THE TASK
All of the records must be repeated exactly.

[[ SOURCE DATA open ]]

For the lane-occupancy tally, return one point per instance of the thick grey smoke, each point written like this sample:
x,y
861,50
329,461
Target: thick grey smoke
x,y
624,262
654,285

[[ SOURCE DATA closed ]]

SOLVED PROBLEM
For the lane-occupancy tally, return one point per instance of the thick grey smoke, each point written like this sample:
x,y
861,50
329,461
Target: thick grey smoke
x,y
624,262
654,285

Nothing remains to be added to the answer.